Une précision : je ne cherche pas ici à plaider en faveur des Juifs contre les Arabes, mon objectif est de montrer à quel point Le Monde falsifie l’Histoire. Si je mentionne les violences arabes de 1920 et 1921 ce n’est pas pour faire peser la responsabilité de la situation actuelle sur les seuls Arabes. C’est pour souligner que cet événement important devrait figurer dans un article qui se voudrait objectif ou simplement honnête. Un tel article pourrait ensuite envisager la légitimité d’une réaction de la part des Arabes qui considéraient que cette terre devait leur revenir en totalité et que rien ne justifiait une immigration juive. Et de cela on pourrait discuter. Mais Le Monde ne fait pas ce choix de l’honnêteté, il dissimule cette réalité pourtant bien établie et c’est ce qui me scandalise.
Autre omission, plus anecdotique peut-être, mais significative de la manière dont cet article est écrit. Les premiers paragraphes sont consacrés à une discussion, en 1916, entre Lord Balfour et Chaïm Weizmann, qui plaide en faveur du projet sioniste. L’article nous explique alors que Weizmann « a pénétré les cercles dirigeants britanniques » grâce à un procédé permettant de fabriquer des explosifs. La vérité est un peu différente. Les deux hommes se sont rencontrés à Manchester en 1906. Weizmann venait de rejoindre le département de chimie de l’université et Balfour était candidat aux élections législatives. Dès cette époque Weizmann a décrit à son interlocuteur le projet d’installation des Juifs en Palestine. Ensuite ses travaux le rapprocheront de Lloyd George, alors ministre des Munitions, puis du premier lord de l’amirauté Winston Churchill. L’action de Weizmann s’est donc étalée sur plus de 10 ans et il me semble que l’omettre pour la réduire à une sorte de troc entre la déclaration Balfour et des explosifs est désobligeant.

## CONSIGNE
Pouvez-vous recopier mot pour mot le passage de l'extrait sur l'article du Monde qui commence par les mots « Une précision : je » et s'achève sur « qui me scandalise. » ? La liste qui suit n'a aucun rapport avec l'extrait.

## DONNÉES FOURNIES
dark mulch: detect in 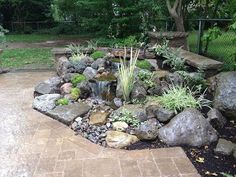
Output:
[127,121,236,177]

## RÉPONSE
Une précision : je ne cherche pas ici à plaider en faveur des Juifs contre les Arabes, mon objectif est de montrer à quel point Le Monde falsifie l’Histoire. Si je mentionne les violences arabes de 1920 et 1921 ce n’est pas pour faire peser la responsabilité de la situation actuelle sur les seuls Arabes. C’est pour souligner que cet événement important devrait figurer dans un article qui se voudrait objectif ou simplement honnête. Un tel article pourrait ensuite envisager la légitimité d’une réaction de la part des Arabes qui considéraient que cette terre devait leur revenir en totalité et que rien ne justifiait une immigration juive. Et de cela on pourrait discuter. Mais Le Monde ne fait pas ce choix de l’honnêteté, il dissimule cette réalité pourtant bien établie et c’est ce qui me scandalise.